--- Start DATA FOR THIS TASK ---

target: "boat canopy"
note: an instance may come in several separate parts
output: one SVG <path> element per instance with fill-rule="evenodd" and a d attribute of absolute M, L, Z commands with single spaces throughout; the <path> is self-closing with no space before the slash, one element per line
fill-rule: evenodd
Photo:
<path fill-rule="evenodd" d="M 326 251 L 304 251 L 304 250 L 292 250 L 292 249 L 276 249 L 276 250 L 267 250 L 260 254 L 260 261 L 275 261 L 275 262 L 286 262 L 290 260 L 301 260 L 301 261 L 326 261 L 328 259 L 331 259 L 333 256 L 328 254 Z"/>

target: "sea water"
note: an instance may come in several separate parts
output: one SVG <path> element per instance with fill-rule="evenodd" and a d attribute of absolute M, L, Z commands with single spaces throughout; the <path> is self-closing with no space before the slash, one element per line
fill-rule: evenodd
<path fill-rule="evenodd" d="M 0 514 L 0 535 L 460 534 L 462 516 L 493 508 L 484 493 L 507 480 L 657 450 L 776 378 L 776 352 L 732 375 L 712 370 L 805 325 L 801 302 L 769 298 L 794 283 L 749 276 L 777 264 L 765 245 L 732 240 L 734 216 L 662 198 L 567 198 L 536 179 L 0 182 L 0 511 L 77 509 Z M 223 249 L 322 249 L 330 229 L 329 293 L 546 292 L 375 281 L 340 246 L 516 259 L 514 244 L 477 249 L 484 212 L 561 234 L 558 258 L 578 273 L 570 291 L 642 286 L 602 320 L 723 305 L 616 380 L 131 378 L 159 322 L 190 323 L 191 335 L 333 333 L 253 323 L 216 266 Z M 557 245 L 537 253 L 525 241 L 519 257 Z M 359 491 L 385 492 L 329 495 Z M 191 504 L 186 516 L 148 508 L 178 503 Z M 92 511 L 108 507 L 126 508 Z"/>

--- End DATA FOR THIS TASK ---

> EXERCISE REQUIREMENTS: Reproduce each of the lines above verbatim, character for character.

> RESPONSE:
target: "boat canopy"
note: an instance may come in several separate parts
output: one SVG <path> element per instance with fill-rule="evenodd" and a d attribute of absolute M, L, Z commands with single spaces throughout; the <path> is self-closing with no space before the slash, one element per line
fill-rule: evenodd
Photo:
<path fill-rule="evenodd" d="M 326 251 L 304 251 L 304 250 L 292 250 L 292 249 L 276 249 L 276 250 L 267 250 L 260 254 L 260 261 L 275 261 L 275 262 L 286 262 L 290 260 L 301 260 L 301 261 L 326 261 L 328 259 L 331 259 L 333 256 L 328 254 Z"/>

target: "sea water"
note: an instance may come in several separate parts
output: one SVG <path> element per instance with fill-rule="evenodd" and a d attribute of absolute M, L, Z commands with single spaces throughout; the <path> is self-closing with no space before the slash, one element per line
fill-rule: evenodd
<path fill-rule="evenodd" d="M 0 514 L 0 535 L 460 534 L 462 516 L 493 508 L 484 493 L 507 480 L 657 450 L 776 378 L 776 352 L 732 375 L 712 370 L 805 325 L 801 302 L 769 298 L 794 283 L 749 276 L 777 264 L 765 245 L 732 240 L 734 216 L 662 198 L 567 198 L 536 179 L 0 182 L 0 511 L 77 509 Z M 223 249 L 322 249 L 330 229 L 329 293 L 546 292 L 375 281 L 340 246 L 516 259 L 514 244 L 477 249 L 484 212 L 561 234 L 558 258 L 578 273 L 570 291 L 642 286 L 602 320 L 723 305 L 616 380 L 131 378 L 159 322 L 190 323 L 191 335 L 333 333 L 253 323 L 216 266 Z M 557 245 L 537 253 L 525 241 L 519 257 Z M 359 491 L 385 492 L 329 495 Z M 191 504 L 186 516 L 148 508 L 178 503 Z M 92 511 L 108 507 L 126 508 Z"/>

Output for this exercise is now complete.